- **Consegna**
Riporta testualmente tutte le righe che seguono, senza alcuna modifica.

- **Dati in ingresso**
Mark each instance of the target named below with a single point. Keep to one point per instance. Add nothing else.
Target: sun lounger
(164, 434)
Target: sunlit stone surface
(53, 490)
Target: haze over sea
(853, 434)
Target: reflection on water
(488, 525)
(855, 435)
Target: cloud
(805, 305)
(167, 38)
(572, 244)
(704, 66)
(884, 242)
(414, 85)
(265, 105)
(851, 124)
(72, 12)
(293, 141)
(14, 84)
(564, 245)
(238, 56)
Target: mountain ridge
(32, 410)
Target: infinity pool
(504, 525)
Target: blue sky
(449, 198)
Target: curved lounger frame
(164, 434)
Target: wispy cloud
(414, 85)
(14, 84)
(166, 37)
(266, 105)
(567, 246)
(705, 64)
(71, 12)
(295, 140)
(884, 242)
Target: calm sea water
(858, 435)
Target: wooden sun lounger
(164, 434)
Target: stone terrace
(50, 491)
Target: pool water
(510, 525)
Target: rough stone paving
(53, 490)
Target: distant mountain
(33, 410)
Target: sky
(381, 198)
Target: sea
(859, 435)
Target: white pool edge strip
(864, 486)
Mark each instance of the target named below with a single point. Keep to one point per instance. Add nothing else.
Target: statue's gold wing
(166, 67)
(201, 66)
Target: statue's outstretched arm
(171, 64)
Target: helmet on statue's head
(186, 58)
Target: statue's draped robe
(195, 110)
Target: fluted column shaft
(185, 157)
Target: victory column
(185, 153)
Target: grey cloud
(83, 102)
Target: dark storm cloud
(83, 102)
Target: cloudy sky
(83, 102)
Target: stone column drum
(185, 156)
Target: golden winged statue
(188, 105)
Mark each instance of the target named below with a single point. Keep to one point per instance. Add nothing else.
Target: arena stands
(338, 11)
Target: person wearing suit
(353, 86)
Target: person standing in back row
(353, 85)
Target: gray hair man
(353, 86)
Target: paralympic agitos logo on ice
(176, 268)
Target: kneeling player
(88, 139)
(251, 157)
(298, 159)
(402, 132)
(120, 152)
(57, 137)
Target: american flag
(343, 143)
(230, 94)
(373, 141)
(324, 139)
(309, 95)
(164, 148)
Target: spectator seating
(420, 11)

- **Risultato dell'esercizio**
Mark each instance of the target named below with a single point. Keep to one point per instance. Add nothing else.
Target: sun lounger
(164, 434)
Target: sunlit stone surface
(53, 490)
Target: haze over sea
(853, 434)
Target: reflection on water
(488, 525)
(855, 435)
Target: cloud
(805, 305)
(167, 38)
(572, 244)
(704, 66)
(884, 242)
(414, 85)
(265, 105)
(851, 124)
(72, 12)
(293, 141)
(14, 84)
(564, 245)
(238, 56)
Target: mountain ridge
(32, 410)
Target: infinity pool
(504, 525)
Target: blue sky
(449, 198)
Target: curved lounger frame
(164, 434)
Target: wispy cloud
(414, 85)
(14, 84)
(166, 37)
(266, 105)
(567, 246)
(705, 64)
(71, 12)
(295, 140)
(884, 242)
Target: calm sea water
(858, 435)
Target: wooden sun lounger
(164, 434)
Target: stone terrace
(50, 491)
Target: pool water
(510, 525)
Target: rough stone paving
(53, 490)
Target: distant mountain
(33, 410)
Target: sky
(381, 198)
Target: sea
(859, 435)
Target: white pool edge strip
(864, 486)
Mark each instance of the target named below with a single point. Keep to one point per instance. Add nothing else.
Target: statue's gold wing
(166, 67)
(201, 66)
Target: statue's outstretched arm
(171, 64)
Target: helmet on statue's head
(186, 58)
Target: statue's draped robe
(195, 110)
Target: fluted column shaft
(185, 157)
Target: victory column
(185, 153)
Target: grey cloud
(83, 102)
Target: dark storm cloud
(83, 102)
Target: cloudy sky
(83, 102)
Target: stone column drum
(185, 156)
Target: golden winged statue
(188, 105)
Mark each instance of the target named below with a single point. Keep to one point per instance. Add nothing else.
Target: arena stands
(338, 11)
Target: person wearing suit
(353, 86)
Target: person standing in back row
(353, 85)
Target: gray hair man
(353, 86)
Target: paralympic agitos logo on ice
(176, 268)
Target: kneeling player
(88, 139)
(251, 157)
(298, 159)
(402, 132)
(120, 152)
(57, 137)
Target: american flag
(343, 143)
(230, 94)
(373, 141)
(324, 139)
(309, 95)
(164, 148)
Target: spectator seating
(420, 11)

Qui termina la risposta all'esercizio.